Задача: Подхватите приведенный ниже отрывок о заговорах и «глубинном государстве» и продолжите его после последнего предложения.

Отрывок для чтения:

□ □ □ □ □ □ □

Советские консерваторы и патриоты примирились с новой эрой, но многие из «последних солдат империи» не скрывали своей антипатии к Ельцину и цеплялись за убеждение, что им нанес поражение новый, рожденный постмодернизмом враг (не признавать же, что ты попросту шел не в ногу с историей). Во всем государственном аппарате продолжалась закулисная борьба консерваторов и нового поколения либералов за и против реформ. Особенно сильным было напряжение в армии и спецслужбах, настолько нелояльных Ельцину, что начальнику его личной охраны Александру Коржакову пришлось сформировать «мини КГБ» внутри собственно КГБ из тех, кто был верен новому хозяину Кремля[342].

Эти тайные битвы сторонников нового режима и консерваторов прежней эпохи происходили в основном незримо для широкой общественности, однако, судя по ряду свидетельств, Дугин и Проханов не вполне заблуждались, сочиняя фантастические истории о враждующих заговорах, чьей борьбой раздирается государство российское. Мы уже обсудили один крупный заговор постсоветской эпохи, путч Крючкова и Язова. Едва ли его можно назвать примером всемогущих закулисных манипуляций, ведь путч сразу же провалился. Но сама попытка обнажила несомненную страсть российской элиты к заговорам, и тот факт, что ГКЧП провалился, вовсе не означает, что не было других, более успешных заговоров. То, что мы остаемся в неведении о них, можно считать доказательством их успешности.

«Глубинное государство», оно же «государство в государстве», иначе говоря, заговоры военных и спецслужб, желающих править страной из-за кулис, характерны для молодых, неустойчивых демократий. Малочисленная элита, в основном сосредоточенная в армии или спецслужбах, почти всегда считает рискованной передачу полновластия гражданскому конституционному правительству – и из опасения за собственные привилегии, и из вполне оправданного страха, что политически незрелое общество могут увлечь за собой популисты и демагоги. Заговоры с целью создания таких «глубинных государств», «государств в государстве», происходили в ряде стран в послевоенную эпоху. Самый известный (благодаря начавшимся в 2008 году судебным процессам) случай – derin devlet, «глубинное государство» Турции, где армия и спецслужбы пытались на протяжении ряда беспокойных десятилетий управлять сменяющимися гражданскими правительствами.

□ □ □ □ □ □ □

[Строки набора данных с указанием на объекты]
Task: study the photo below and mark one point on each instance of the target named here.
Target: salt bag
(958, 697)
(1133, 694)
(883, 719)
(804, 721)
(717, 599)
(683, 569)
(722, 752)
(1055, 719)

□ □ □ □ □ □ □

Ответ ниже:
К числу других хорошо известных примеров относятся антикоммунистические заговоры в южноевропейских государствах периода холодной войны, в частности, масонская ложа Р2 в Италии, ставшая настолько легендарной, что в этой истории уже трудно отделить миф от реальности. И все же заслуживающие доверия исследователи пришли к выводу, что это отнюдь не миф и Р2 действительно спонсировала правый террор, имела связи с ЦРУ, а ее членами состояли генералы, адмиралы и банкиры. Военные диктатуры в Испании, Португалии, Бразилии, Аргентине и Чили 1970-1980-х годов следовали той же модели «глубинного государства»: военные и спецслужбы вмешивались время от времени, если политики сбивались с пути, а потом отступали в тень и сменялись гражданским правлением. Однако нет никаких гарантий, что самозваные стражи «глубинного государства», в свой черед, не поддадутся соблазнам власти.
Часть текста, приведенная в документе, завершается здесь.